▶ **PROVIDED TEXT**
The last week, there were a few articles that came out talking about super savvy credit card users redeeming rewards faster than expected. While I think it was pretty great to see people using their rewards, I think the redeeming of Ultimate Reward faster, may lead to a faster devaluation of Ultimate Rewards.
Why Faster Ultimate Reward Redemptions, May Lead To Faster Devaluation
Great for Customers:
When I initially read customers redeemed their Ultimate Rewards and Chase took $330 million from Chase’s revenue, it made me happy. More and more people are entering the credit card game to try to either earn money on their daily spend or to earn travel rewards.
Even if they aren’t redeeming for super luxurious cabins, just the fact people are traveling and saving money to do it, is what I like to see. It’s no secret I prefer more trips over fewer more fancy trips. However you redeem your points, saving money is saving money.
I think being able to take advantage of the banks to see the world for less is fantastic. Or if you don’t prefer travel and just like earning cash back, well earning cash on all your purchases is pretty great too.
Do I really care Chase “lost” $330 million? Absolutely not!
They made record profits, but I think even with record profits this does bring some concern for redemptions.

▶ **SOURCE EXCERPT**

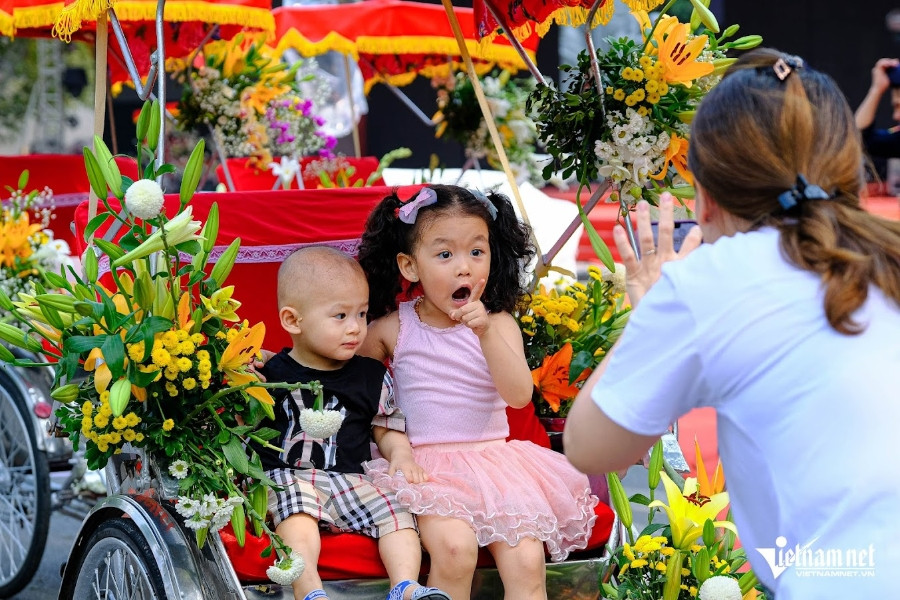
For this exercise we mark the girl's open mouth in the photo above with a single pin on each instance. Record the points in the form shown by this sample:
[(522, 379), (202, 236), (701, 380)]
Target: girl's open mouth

▶ **DIRECTION**
Continue the post about faster Ultimate Rewards redemptions and devaluation from where it stops.

▶ **IN RESPONSE**
Good for Banks:
I chalk up the $330 million loss in revenue as a “cost of doing business.” Chase has very valuable rewards and have done a great job making credit cards everyone wants. There’s a reason many people adjust their credit card strategies around Chase credit cards.
Chase knows how valuable their Ultimate Reward points are. That is why people keep those credit cards toward the front of their wallets.
We should also be honest here. While many people attempt to win the credit card game, many people lose and pay interest. This is really what the banks want, right? Interest rates on these cards are killer and this is even better than the interchange fees they would receive.
While we can all fist bump and high five each other over redeeming our rewards, programs/banks like make money. While Chase made a lot of money, they always want to make more of it.
When the Chase Sapphire Reverse launched, Chase mentioned it “cost” them $200 million. Add this piece onto it and I think you could say in the last 2 years, savvy reward earners “took” over half a billion in revenue from Chase. Maybe I’m looking at this piece incorrectly, but that is how I view it.
To help combat this, Chase has made some slight changes to the benefits of the Chase Sapphire Reserve and other their other cards. Even with those changes, the core of the product of Ultimate Rewards has really stayed the same. My concern is Chase is going to make adjustments to their Ultimate Reward Program to increase their profits.
Remember the Rumors?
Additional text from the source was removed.